### Requirement:
Go through the records and extract every line with the word "below".

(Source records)
**********

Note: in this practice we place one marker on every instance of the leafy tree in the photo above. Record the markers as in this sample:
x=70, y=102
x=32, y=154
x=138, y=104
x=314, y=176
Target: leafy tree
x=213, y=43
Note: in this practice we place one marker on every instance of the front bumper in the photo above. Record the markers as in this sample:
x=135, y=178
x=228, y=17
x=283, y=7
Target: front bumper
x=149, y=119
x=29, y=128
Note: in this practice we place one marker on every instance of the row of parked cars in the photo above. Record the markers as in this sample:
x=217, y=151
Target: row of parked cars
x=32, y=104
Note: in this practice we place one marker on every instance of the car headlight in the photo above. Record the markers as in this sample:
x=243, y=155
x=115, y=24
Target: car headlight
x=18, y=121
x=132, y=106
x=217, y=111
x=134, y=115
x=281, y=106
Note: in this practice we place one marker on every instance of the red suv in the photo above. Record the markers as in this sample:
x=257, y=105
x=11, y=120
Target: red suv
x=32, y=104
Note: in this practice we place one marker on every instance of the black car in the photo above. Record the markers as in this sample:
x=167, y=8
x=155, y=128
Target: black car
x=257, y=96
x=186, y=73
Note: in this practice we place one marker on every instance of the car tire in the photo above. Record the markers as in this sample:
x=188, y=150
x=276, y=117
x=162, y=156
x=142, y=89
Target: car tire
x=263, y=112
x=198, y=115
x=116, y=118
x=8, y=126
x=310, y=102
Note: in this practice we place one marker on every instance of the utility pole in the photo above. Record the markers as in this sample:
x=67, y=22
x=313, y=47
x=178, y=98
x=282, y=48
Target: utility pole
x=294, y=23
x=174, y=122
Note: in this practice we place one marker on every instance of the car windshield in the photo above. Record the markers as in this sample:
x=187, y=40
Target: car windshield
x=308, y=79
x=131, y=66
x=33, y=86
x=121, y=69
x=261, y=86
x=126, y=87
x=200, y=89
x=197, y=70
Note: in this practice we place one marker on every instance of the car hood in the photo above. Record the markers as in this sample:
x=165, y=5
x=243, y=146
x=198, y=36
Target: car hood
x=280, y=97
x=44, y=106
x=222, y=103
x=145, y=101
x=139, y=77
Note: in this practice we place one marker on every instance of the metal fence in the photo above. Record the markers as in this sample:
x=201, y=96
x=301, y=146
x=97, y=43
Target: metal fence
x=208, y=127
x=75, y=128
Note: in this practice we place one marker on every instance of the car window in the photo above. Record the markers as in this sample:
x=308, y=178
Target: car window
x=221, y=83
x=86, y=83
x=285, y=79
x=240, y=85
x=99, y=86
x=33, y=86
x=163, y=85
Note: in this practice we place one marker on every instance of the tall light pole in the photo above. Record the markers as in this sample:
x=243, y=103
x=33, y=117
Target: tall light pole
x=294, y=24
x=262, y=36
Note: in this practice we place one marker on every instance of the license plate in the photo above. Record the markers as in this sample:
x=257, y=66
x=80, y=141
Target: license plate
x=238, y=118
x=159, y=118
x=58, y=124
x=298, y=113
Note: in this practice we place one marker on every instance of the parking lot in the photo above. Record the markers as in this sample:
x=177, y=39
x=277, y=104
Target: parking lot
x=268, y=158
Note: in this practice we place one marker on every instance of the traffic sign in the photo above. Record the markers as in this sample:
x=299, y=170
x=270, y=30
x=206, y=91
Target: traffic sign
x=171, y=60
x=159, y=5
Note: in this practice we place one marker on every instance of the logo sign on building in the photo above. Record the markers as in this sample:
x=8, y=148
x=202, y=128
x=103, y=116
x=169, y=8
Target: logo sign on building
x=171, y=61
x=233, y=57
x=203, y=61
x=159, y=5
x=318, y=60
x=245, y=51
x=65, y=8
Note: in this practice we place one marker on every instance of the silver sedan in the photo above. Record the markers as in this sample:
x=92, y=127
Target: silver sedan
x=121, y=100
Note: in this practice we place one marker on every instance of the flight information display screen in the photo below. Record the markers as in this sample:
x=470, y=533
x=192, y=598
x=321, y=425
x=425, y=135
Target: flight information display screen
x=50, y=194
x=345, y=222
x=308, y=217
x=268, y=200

**********

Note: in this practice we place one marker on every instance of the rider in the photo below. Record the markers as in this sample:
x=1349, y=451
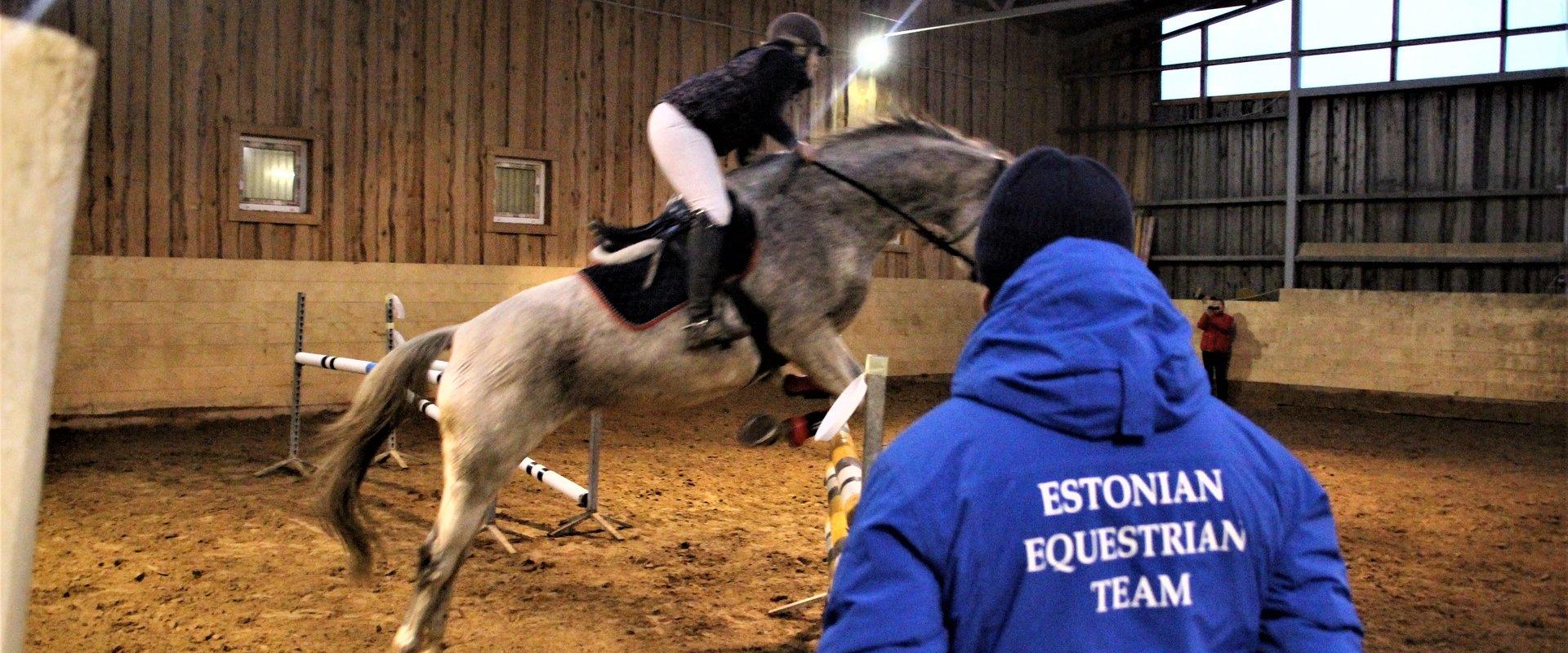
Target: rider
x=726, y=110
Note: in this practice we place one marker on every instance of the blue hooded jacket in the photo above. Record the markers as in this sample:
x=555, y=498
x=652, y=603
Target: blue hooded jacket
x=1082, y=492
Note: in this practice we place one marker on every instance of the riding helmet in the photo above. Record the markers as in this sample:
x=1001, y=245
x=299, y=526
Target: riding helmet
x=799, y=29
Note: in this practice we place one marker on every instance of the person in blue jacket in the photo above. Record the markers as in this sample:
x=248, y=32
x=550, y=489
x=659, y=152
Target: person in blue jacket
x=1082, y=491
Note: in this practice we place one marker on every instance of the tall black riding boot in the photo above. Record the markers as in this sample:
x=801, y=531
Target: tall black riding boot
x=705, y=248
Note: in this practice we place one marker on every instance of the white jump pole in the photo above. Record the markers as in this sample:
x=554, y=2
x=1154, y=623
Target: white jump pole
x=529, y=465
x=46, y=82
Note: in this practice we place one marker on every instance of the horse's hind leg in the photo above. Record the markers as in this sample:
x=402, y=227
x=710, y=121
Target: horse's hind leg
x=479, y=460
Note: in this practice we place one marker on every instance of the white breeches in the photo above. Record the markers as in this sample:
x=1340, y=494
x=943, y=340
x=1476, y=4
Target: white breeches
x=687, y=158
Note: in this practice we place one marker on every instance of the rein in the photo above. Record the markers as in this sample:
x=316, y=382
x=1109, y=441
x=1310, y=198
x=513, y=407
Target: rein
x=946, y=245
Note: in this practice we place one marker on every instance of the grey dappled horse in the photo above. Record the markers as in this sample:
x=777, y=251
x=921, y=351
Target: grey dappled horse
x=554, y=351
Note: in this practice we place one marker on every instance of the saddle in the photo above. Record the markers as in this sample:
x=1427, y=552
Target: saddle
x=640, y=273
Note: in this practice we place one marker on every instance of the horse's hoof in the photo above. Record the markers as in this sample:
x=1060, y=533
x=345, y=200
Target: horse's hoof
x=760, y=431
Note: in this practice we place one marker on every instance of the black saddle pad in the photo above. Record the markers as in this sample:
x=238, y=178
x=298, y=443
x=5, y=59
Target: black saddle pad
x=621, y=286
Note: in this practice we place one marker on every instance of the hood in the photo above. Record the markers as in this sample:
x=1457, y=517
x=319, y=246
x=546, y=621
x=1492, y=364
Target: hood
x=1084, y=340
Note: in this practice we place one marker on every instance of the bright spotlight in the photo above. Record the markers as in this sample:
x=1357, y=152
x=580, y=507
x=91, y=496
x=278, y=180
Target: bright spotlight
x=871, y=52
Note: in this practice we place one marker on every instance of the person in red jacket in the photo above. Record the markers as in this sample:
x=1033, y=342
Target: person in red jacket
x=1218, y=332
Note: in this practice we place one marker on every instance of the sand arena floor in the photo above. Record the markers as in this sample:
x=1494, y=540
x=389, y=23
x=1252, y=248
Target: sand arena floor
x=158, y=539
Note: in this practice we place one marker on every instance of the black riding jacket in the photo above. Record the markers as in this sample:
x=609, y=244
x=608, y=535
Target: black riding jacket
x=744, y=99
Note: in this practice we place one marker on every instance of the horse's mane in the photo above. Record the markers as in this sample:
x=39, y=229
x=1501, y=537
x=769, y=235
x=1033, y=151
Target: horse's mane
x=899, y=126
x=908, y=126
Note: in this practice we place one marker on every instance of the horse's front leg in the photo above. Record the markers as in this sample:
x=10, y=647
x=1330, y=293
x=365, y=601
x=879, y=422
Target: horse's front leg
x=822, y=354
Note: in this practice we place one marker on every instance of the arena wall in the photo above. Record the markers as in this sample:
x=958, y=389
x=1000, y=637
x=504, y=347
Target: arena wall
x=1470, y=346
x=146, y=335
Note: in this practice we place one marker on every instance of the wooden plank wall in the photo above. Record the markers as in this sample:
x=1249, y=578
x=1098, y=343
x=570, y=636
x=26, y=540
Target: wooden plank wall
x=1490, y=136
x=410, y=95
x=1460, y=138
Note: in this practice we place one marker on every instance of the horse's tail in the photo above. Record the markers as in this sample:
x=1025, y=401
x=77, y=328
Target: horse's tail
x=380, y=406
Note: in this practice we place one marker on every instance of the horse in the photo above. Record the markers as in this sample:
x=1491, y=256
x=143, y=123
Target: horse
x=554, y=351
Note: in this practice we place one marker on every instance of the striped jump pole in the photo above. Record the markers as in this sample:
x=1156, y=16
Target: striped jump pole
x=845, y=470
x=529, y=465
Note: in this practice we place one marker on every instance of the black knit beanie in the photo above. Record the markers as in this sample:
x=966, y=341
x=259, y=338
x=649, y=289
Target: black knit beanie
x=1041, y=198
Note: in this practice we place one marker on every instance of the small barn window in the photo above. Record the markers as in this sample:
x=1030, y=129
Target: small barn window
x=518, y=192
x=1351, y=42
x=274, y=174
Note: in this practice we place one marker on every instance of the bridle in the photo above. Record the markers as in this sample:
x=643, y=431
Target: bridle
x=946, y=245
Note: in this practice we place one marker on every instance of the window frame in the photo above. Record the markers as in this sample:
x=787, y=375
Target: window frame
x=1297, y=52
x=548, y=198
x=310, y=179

**********

### Answer to the exercise:
Note: in this practice we place one marker on every instance of the flight information display screen in the photo below. Record the markers as in this sample:
Note: in this practice we place one marker on every instance of the rider in the photo below. Record the markers as in this sample:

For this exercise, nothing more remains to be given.